=== TASK DETAILS ===
Count how many lines in the rows below contain the string "xmax", treating uppercase and lowercase as different. Reply with the number only.

=== EXERCISE INPUTS ===
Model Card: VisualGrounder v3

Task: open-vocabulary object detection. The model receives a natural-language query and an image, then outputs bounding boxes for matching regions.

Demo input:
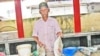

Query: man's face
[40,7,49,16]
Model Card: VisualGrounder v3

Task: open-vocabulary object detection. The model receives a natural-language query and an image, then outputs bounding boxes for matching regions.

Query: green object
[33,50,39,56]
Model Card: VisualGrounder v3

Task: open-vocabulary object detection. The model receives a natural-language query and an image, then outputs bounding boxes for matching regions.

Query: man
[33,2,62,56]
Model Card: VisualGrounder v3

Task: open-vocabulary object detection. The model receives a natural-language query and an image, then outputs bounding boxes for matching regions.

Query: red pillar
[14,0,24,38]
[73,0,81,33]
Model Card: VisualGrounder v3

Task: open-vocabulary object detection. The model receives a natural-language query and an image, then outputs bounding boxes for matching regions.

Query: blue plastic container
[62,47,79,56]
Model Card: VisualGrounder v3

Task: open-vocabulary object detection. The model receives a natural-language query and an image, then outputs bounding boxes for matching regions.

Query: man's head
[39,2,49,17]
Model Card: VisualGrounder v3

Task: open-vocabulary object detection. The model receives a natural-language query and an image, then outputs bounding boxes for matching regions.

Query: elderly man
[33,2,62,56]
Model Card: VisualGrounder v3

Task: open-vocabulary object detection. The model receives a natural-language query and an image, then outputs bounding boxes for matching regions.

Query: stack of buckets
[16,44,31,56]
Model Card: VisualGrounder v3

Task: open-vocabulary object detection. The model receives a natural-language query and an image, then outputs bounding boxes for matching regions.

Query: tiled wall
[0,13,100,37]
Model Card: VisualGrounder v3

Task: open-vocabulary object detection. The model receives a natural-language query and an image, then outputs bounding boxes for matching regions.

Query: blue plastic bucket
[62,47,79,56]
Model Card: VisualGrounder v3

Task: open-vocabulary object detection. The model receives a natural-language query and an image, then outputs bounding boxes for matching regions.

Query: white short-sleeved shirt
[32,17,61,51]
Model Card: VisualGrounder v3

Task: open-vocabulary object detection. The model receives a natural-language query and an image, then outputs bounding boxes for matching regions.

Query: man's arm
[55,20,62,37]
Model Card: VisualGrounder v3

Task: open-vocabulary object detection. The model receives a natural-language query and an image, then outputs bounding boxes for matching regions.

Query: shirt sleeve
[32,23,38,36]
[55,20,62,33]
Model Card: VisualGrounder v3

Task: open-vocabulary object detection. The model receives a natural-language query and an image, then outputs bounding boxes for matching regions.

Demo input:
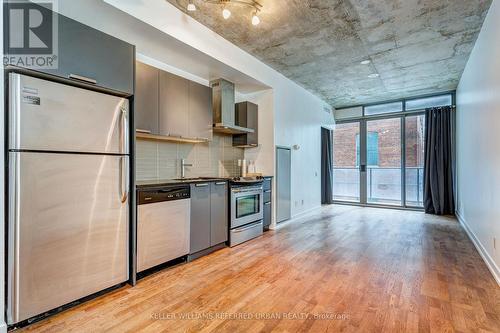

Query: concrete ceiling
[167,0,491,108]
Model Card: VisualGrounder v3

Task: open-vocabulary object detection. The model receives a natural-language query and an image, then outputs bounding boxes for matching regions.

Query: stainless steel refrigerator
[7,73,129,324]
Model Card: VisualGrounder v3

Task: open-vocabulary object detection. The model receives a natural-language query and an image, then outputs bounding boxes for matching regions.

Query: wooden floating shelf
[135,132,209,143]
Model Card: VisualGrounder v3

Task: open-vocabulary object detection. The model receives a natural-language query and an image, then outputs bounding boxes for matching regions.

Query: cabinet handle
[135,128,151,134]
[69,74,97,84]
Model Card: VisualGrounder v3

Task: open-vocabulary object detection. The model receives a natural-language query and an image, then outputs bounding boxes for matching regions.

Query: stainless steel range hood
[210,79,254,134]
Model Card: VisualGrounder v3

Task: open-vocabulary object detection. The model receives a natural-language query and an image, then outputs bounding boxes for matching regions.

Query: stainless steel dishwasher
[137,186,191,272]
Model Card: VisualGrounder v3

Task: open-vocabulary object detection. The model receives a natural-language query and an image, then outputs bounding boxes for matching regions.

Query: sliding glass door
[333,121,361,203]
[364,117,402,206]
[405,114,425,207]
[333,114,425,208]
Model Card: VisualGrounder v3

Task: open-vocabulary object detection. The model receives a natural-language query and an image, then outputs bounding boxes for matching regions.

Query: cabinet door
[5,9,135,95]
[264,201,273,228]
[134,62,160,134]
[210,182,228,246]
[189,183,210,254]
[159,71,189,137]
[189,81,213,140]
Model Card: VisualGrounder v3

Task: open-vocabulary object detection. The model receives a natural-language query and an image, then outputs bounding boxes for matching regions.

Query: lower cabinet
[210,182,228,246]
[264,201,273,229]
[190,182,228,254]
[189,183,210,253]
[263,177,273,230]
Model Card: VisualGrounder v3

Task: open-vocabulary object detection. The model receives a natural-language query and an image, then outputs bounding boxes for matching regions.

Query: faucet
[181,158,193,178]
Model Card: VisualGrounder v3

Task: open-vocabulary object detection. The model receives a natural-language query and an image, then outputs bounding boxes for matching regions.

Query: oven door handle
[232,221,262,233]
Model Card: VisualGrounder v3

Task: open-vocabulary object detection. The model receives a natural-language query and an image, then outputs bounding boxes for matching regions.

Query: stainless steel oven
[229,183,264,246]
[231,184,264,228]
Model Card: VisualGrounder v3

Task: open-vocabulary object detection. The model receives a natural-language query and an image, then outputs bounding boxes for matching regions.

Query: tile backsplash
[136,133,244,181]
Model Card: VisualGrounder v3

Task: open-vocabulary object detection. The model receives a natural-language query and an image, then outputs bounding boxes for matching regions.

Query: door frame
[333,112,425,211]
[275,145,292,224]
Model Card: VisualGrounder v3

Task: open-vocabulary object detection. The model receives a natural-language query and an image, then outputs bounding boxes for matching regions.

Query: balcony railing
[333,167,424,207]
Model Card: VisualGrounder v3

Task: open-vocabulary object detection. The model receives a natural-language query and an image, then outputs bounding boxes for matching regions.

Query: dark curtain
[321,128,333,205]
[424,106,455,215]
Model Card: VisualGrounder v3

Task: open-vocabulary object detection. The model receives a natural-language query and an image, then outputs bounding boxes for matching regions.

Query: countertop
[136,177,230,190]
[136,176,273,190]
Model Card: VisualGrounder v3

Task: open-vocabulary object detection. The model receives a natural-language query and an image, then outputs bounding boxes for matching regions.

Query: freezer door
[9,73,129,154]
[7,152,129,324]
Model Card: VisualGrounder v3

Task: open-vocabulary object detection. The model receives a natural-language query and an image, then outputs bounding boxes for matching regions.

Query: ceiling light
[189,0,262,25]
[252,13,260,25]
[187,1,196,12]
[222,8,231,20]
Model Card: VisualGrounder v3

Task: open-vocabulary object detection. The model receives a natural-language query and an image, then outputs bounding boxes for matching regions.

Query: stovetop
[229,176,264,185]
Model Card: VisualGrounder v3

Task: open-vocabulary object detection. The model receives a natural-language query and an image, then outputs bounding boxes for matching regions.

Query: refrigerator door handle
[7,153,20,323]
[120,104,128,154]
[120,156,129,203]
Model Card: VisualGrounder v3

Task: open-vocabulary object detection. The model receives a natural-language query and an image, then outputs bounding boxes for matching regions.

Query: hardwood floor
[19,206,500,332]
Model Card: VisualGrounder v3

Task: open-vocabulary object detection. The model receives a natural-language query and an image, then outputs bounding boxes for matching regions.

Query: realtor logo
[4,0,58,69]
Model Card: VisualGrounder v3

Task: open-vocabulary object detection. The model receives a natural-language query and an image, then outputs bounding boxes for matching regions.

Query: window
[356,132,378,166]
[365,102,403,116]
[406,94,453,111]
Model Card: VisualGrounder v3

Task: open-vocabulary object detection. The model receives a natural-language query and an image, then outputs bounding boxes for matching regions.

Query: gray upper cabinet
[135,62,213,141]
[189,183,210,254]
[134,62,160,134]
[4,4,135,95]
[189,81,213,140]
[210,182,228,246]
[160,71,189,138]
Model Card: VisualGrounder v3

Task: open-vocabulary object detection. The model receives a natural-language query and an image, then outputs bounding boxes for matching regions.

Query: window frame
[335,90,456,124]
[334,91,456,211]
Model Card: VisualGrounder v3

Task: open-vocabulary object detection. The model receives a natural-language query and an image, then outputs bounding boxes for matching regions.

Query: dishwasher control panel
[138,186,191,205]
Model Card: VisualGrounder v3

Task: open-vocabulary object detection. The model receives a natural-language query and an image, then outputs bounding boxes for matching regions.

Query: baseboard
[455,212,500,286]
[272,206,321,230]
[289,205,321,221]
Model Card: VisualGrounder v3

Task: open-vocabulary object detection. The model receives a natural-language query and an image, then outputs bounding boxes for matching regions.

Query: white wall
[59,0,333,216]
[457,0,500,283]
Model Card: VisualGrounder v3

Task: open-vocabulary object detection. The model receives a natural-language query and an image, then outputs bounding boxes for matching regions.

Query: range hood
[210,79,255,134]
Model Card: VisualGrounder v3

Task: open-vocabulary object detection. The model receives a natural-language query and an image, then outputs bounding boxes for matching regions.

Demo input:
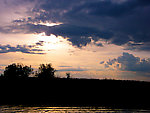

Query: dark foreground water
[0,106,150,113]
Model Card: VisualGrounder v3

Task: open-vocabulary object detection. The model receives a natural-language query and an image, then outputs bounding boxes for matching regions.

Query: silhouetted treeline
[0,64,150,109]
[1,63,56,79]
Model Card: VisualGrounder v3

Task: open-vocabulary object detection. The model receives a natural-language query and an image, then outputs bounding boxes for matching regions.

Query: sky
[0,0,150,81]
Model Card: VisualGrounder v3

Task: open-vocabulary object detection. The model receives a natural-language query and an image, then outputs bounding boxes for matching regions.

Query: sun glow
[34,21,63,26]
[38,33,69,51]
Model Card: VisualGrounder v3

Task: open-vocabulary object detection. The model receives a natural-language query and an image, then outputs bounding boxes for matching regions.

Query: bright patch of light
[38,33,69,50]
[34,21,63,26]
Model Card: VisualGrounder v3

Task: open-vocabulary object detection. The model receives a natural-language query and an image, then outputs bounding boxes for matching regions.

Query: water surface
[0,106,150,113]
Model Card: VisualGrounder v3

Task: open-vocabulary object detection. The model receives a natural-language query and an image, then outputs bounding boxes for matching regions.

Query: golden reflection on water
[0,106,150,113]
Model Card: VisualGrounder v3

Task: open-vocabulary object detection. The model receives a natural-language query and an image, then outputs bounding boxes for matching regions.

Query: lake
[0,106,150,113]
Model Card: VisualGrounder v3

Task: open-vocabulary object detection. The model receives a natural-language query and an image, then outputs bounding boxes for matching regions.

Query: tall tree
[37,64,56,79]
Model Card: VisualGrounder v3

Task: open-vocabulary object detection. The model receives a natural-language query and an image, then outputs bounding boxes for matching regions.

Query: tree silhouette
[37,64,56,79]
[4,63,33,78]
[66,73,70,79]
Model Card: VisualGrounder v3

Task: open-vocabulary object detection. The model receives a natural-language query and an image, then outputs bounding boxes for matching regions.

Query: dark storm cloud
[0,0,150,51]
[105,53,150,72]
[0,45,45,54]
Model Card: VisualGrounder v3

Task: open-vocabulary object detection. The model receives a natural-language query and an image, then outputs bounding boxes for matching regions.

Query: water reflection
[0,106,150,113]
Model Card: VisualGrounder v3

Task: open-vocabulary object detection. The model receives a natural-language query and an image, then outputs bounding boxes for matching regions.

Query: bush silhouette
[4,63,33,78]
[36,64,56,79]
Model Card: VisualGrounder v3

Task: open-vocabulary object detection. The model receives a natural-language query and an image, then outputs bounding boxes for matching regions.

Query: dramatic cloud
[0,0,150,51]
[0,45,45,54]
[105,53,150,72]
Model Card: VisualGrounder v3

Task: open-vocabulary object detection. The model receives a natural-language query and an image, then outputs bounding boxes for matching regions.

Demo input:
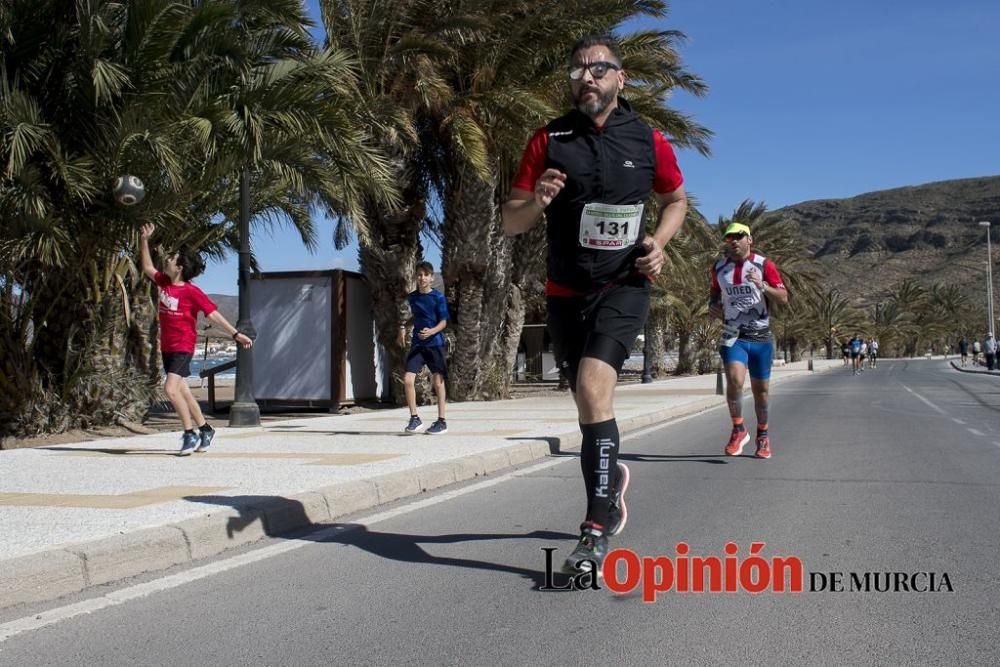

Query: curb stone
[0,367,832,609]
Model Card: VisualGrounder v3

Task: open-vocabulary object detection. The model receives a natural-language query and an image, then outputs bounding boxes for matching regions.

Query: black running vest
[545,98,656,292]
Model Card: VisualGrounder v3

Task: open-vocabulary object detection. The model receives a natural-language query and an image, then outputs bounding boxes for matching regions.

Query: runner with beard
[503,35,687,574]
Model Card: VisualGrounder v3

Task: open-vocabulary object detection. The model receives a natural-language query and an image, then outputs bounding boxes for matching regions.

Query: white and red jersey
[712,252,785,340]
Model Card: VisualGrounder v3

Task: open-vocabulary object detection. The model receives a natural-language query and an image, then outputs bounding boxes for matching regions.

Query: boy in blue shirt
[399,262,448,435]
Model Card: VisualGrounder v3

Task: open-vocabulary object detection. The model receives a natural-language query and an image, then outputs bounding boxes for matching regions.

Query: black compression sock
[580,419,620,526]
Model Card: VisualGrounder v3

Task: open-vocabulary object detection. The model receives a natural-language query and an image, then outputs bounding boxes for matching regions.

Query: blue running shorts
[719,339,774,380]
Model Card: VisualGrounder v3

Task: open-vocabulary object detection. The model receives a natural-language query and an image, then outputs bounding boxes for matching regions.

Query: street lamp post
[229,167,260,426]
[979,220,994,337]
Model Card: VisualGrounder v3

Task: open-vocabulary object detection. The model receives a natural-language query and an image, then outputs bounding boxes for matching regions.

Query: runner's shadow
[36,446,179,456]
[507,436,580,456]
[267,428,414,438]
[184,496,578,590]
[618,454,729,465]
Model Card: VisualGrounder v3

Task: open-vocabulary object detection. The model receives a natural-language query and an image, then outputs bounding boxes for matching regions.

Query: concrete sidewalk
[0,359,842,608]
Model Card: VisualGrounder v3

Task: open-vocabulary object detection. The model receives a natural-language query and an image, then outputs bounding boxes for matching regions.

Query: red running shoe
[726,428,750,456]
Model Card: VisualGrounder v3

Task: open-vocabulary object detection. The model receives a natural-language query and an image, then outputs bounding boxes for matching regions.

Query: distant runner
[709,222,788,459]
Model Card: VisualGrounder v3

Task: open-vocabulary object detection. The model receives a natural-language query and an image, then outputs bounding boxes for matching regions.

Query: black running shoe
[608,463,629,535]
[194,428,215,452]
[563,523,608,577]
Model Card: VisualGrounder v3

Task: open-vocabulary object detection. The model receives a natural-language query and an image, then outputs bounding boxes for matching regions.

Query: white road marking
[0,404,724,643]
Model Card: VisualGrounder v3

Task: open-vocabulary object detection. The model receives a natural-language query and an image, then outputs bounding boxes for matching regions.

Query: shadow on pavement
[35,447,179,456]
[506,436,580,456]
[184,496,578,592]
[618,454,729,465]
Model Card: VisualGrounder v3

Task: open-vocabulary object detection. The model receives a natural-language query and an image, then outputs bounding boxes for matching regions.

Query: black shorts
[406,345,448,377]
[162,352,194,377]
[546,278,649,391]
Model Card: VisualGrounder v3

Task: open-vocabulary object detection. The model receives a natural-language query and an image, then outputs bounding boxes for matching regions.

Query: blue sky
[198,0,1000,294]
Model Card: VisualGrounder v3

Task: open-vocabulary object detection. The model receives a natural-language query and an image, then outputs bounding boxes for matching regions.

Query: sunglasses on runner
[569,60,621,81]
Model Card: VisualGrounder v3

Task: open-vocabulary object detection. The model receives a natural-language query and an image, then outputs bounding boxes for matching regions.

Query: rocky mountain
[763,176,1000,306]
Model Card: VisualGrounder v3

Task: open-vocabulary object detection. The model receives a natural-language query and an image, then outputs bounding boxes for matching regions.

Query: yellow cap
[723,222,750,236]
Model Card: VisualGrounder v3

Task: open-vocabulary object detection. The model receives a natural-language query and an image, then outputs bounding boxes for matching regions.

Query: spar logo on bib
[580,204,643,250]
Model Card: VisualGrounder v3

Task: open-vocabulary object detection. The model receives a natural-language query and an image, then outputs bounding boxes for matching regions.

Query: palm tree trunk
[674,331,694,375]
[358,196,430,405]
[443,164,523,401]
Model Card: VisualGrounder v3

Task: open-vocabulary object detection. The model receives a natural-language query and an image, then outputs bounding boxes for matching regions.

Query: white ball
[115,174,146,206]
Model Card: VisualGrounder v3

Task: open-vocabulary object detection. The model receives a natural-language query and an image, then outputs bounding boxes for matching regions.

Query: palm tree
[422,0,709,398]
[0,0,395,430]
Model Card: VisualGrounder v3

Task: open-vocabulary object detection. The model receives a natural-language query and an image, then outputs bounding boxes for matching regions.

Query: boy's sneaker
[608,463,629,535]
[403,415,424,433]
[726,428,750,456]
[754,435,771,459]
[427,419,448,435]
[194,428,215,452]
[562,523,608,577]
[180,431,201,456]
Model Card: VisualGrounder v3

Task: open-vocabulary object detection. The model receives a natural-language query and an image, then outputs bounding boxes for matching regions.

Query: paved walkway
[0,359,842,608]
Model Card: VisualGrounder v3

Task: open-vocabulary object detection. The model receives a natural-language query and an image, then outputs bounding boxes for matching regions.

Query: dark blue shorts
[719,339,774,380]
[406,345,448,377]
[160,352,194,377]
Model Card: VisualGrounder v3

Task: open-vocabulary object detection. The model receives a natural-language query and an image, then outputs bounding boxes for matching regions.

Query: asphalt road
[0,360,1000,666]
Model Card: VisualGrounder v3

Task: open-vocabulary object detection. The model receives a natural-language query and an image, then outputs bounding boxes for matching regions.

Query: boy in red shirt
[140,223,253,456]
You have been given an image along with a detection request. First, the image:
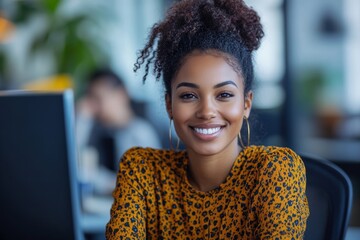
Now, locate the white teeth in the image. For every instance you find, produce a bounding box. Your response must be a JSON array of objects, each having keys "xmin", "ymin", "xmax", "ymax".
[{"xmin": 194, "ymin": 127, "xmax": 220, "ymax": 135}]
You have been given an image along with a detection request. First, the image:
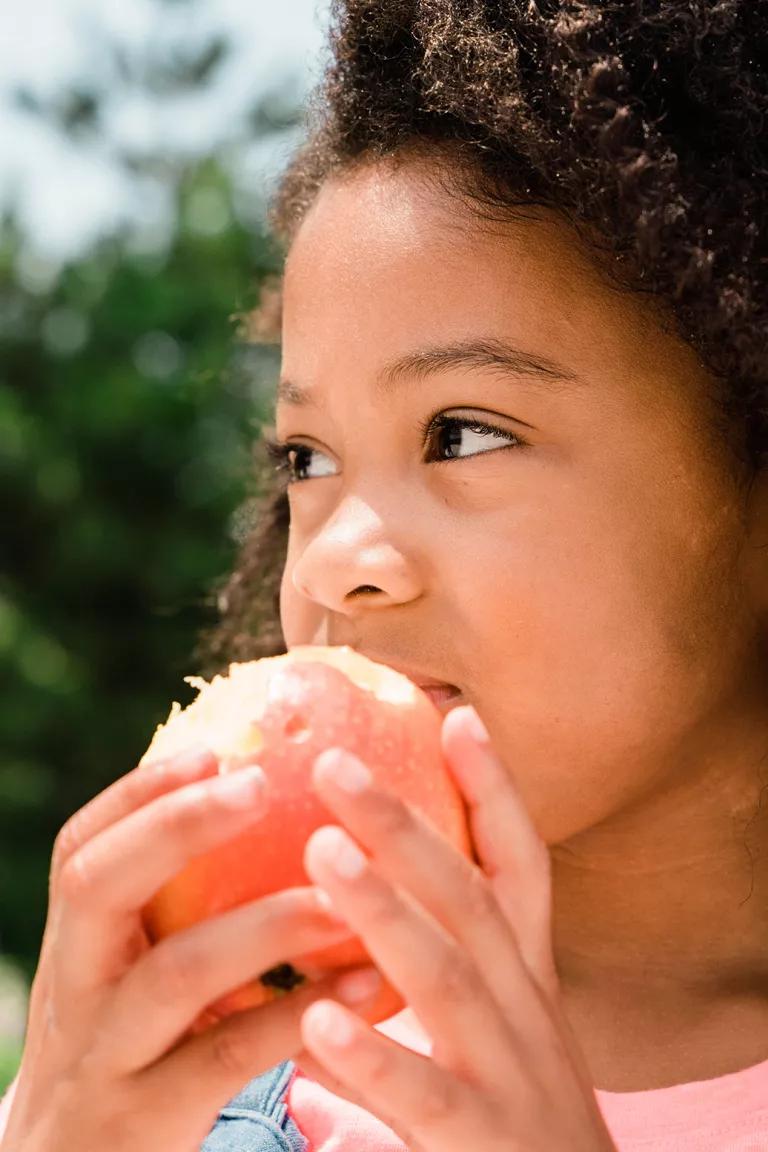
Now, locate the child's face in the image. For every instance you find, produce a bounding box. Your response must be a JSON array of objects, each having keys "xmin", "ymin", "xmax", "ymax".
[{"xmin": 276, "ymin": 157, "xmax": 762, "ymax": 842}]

=== COMPLETE OUTPUT ===
4